WHAT IS NEEDED - Repeat the data in full. Every line must match.

DATASET ENTRIES START

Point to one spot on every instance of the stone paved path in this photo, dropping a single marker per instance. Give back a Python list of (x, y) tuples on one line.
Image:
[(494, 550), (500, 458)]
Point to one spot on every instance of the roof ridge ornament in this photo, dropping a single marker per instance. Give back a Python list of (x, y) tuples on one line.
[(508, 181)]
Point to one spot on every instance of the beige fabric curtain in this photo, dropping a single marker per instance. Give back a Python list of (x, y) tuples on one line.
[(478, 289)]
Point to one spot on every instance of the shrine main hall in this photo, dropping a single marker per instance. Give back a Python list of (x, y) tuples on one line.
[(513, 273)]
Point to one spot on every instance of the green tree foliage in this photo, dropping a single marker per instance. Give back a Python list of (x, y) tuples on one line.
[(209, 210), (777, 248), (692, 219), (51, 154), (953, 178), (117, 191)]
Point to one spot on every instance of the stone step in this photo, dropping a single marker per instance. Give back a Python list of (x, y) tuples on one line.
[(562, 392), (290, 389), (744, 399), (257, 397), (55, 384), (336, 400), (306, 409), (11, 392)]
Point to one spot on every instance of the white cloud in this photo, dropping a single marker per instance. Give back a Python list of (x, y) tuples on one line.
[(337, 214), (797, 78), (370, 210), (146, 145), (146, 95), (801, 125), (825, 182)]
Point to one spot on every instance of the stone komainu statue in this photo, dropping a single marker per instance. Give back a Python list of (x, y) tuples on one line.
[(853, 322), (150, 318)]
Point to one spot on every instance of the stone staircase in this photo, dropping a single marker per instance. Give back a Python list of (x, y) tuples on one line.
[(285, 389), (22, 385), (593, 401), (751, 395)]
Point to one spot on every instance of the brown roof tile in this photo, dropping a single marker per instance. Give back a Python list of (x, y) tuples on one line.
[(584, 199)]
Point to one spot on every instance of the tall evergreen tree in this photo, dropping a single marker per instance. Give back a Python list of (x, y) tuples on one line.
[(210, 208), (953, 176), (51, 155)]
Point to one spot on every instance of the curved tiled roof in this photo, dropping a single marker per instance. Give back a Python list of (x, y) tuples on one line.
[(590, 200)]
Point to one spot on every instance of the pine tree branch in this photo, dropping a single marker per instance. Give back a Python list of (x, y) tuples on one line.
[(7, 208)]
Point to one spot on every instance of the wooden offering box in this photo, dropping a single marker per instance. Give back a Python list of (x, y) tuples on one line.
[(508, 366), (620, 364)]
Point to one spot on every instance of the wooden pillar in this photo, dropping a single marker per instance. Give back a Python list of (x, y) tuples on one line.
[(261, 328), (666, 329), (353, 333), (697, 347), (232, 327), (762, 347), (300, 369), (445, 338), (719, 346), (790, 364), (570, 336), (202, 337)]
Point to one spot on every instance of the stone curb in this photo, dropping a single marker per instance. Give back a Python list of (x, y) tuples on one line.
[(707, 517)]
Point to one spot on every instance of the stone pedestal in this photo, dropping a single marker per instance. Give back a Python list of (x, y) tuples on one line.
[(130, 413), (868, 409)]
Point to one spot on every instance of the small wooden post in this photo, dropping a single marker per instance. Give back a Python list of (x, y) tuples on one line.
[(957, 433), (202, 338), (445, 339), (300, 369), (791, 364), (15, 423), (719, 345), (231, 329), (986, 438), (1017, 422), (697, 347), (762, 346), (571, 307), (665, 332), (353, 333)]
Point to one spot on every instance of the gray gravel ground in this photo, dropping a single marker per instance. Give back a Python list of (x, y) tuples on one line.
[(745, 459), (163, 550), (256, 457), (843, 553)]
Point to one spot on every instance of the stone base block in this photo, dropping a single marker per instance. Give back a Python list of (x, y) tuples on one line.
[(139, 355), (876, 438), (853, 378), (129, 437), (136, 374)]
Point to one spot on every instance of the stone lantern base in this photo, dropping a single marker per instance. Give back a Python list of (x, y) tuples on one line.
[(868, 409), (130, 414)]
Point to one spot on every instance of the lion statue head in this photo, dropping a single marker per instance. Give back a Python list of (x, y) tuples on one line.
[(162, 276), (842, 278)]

DATASET ENTRIES END

REPLY -
Point to one spot on every instance of the stone paved path in this photo, dropping a single marker per instance. Give back a Python list of (x, y) tuples on one line.
Image:
[(494, 550), (500, 458)]
Point to one spot on every instance of the roof ridge ornament in this photo, dropping a single marker per instance. Give back a Python list of (x, y) tuples on one line.
[(508, 181)]
Point to one spot on every instance of the beige fabric curtain in this photo, dropping a single marker per instance. Give back a Python list of (x, y) tuples on one line.
[(478, 289)]
Point to one spot on every instance of the shrine main hall in this photo, dropping a single marker per instance. Give back a Python list of (x, y) tuples on one line.
[(513, 273)]
Point to one spot on every instance of the green tree foliage in this photo, dropping a single marker per instance. Give back a Python list of (x, y) tuples on one line.
[(209, 210), (777, 248), (692, 219), (51, 154), (953, 178), (117, 191)]
Point to one spot on every instance of the stone step in this photo, dropping a single marker per instance. Give back a Python list of (x, y) tuples on one line.
[(562, 392), (290, 389), (744, 399), (257, 397), (55, 384), (336, 400), (306, 409), (11, 392)]
Point to one spot on every instance of the white cloud in this photo, dropping a single marker per instance. Give back a Python list of (x, y) tuples on one line.
[(337, 214), (797, 78), (370, 210), (146, 145), (146, 95), (801, 125), (825, 182)]
Point to one spot on every instance of the stone komainu statue in this photo, dropping a single marker per instance. Give back a Python list of (x, y) tuples on one line.
[(853, 322), (150, 318)]
Point to one spot on every instance of the stone staircase in this photo, dropping a single marker per instance. Give back a Python list of (x, y) tuples on one line.
[(285, 389), (22, 385), (593, 401), (751, 395)]
Point to one spot on every instance of the brown roof tile in this photo, dropping a single marker per instance. Give back a Python list of (x, y) tuples on one line.
[(584, 199)]
Point to one spot on every instance of the tall evergreen tree in this photo, dropping a single marker per instance. Give back a Python list of (x, y) tuples on one line.
[(210, 208), (953, 176), (51, 155)]
Point to one spot on every instance of the curved tiled roof in this photo, dropping a single marker per instance. Give back a Python list of (x, y) tuples on one line.
[(590, 200)]
Point to one spot on every instance of the pine tree branch in this photo, dropping a single marker per instance. Give back a Python list of (x, y) tuples on one line.
[(7, 208)]
Point to one spot on every instance of the wooden offering box in this photo, dropping a single marker per instance. Give back a Python list of (x, y) tuples on one line.
[(508, 366), (620, 364)]
Point to one spot on every instance of the wooden pillar in this photo, dropping a single marker per instance. Give back a Python list of (x, y) tuples on one line.
[(261, 328), (666, 329), (353, 333), (697, 347), (232, 327), (762, 347), (300, 369), (445, 338), (719, 346), (790, 364), (570, 336), (202, 337)]
Point to one spot on every instance of the stone curb in this photo, dropping a single marker per instance. Give back a Python list of (x, y) tuples on one line.
[(707, 517)]
Point to one spot on every instance of the stone pedestal in this photo, dropping a single marker per instance. Give back a Python list of (x, y) tuples on one line.
[(130, 413), (868, 409)]
Point to one spot on every instance of the small wooden post in this photo, dropping a single marker per instance. Give back a Python list of (x, y) tuples on one line.
[(957, 433), (202, 338), (445, 339), (300, 369), (791, 364), (15, 423), (719, 345), (231, 329), (986, 438), (1017, 422), (697, 347), (762, 346), (571, 307), (665, 332), (353, 333)]
Point to one spot on every instance of the gray gravel ground in this photo, dropping a single marker per instance. Give back a Python list of (x, y) tuples on one line.
[(745, 459), (163, 550), (256, 457), (843, 553)]
Point to one spot on every instance of the stone base block in this photo, dropping a single marker per instance. Give back a Python list of (x, y) tuples on one line.
[(139, 355), (876, 438), (853, 378), (129, 437), (136, 374)]
Point to one spot on every instance of the stone lantern base in this photo, dropping a single marker per instance. Give back a Python list of (x, y) tuples on one line.
[(868, 409), (130, 414)]
Point to one spot on every instance of the lion statue head in this photo, dropping a single marker per instance. Give back a Python list of (x, y) tuples on one line.
[(162, 276), (842, 278)]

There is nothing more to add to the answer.